> Texte
◆ ◆ ◆ ◆
En 2021, 39 millions de DVD ont été écoulés en France contre 140 millions il y a 15 ans. Une baisse considérable certes, mais qui sont les irréductibles qui en achètent encore ? L’Écornifleur a tenté de résoudre ce mystère au salon du DVD, qui s’est tenu ce dimanche en marge du Festival Lumière.

« Qui achète encore des DVD en 2022 ? J’aimerais bien le savoir et c’est pour ça que je suis là », répond tout sourire Paul, associé chez UFO distribution, un éditeur de films indépendants. Niché dans le 8ème arrondissement de Lyon, rue du Premier Film et en face de l’Institut Lumière, le marché du DVD se résume à une salle circulaire comprenant une quinzaine de stands, un par éditeur de DVD. Entre des films de réalisateurs tchèques, russes ou albanais, on se rend vite compte qu’on ne risque pas de tomber sur le dernier blockbuster de Michael Bay. Le salon est destiné aux connaisseurs. Loin d’une grande foule, on y retrouve une cinquantaine de personnes, amateurs de cinéma et de DVD, des passionnés à la recherche de la perle rare. Ils font le tour des stands d’éditeurs venus de toute la France et parfois de l’étranger pour présenter et vendre leurs dernières éditions. Ce qui saute aux yeux très vite c’est la moyenne d’âge relativement élevée. « On va pas se le cacher, depuis ce matin, la moyenne d’âge c’est en gros la cinquantaine », confie Paul, toutefois satisfait de l’affluence qu’il juge en hausse par rapport aux années précédentes. Maxime, 26 ans et stagiaire chez un éditeur, abonde dans son sens : « il y a surtout des cinéphiles et c’est vrai que beaucoup sont retraités. »
◆ ◆ ◆ ◆
> Consigne 1
Résumez en deux phrases l'article sur le salon du DVD.
> Consigne 2
Poursuivez l'article sur le salon du DVD en un paragraphe, à la suite de sa dernière phrase.

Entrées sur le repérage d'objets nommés
◆ ◆ ◆ ◆
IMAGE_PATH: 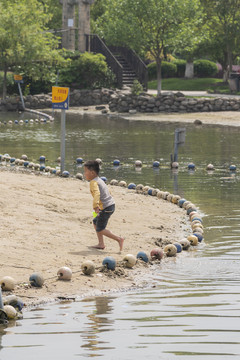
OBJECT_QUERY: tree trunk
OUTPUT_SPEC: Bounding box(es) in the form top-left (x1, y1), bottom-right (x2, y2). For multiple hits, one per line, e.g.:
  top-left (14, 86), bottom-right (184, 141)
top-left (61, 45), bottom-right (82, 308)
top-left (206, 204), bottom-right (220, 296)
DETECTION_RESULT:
top-left (156, 59), bottom-right (162, 95)
top-left (3, 65), bottom-right (7, 100)
top-left (184, 61), bottom-right (194, 79)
◆ ◆ ◆ ◆
> Résultat 1
En 2021, 39 millions de DVD ont été vendus en France, contre 140 millions quinze ans plus tôt, et L'Écornifleur s'est rendu au salon du DVD, en marge du Festival Lumière, pour découvrir qui en achète encore. Ce salon lyonnais réunit une quinzaine de stands d'éditeurs et une cinquantaine de passionnés, surtout des cinéphiles, souvent retraités, dont la moyenne d'âge avoisine la cinquantaine.

> Résultat 2
Hugues, 57 ans, fait partie de ces cinéphiles. C’est la troisième fois qu’il vient au salon sur les quatre éditions déjà organisées. Du haut de sa collection de plus de 1000 DVD accumulés depuis plus de dix ans, il représente un des profils type de l’acheteur de DVD en 2022 : passionné et collectionneur. « Je considère le DVD comme un livre, je les achète en mémoire des films que j’apprécie. » Même comparaison au livre pour Martine, professeure de sport à la retraite, mettant en avant l’avantage de pouvoir « les laisser tourner, les voir et les revoir. » Elle constate tout de même que la passion du DVD se perd chez les jeunes générations : « à l’approche de Noël, je n’achète plus de DVD à mes petits-enfants comme je le faisais avant », souffle-t-elle, pointant du doigt le fait que les plus jeunes générations ne possèdent plus les lecteurs adéquats pour les visionner.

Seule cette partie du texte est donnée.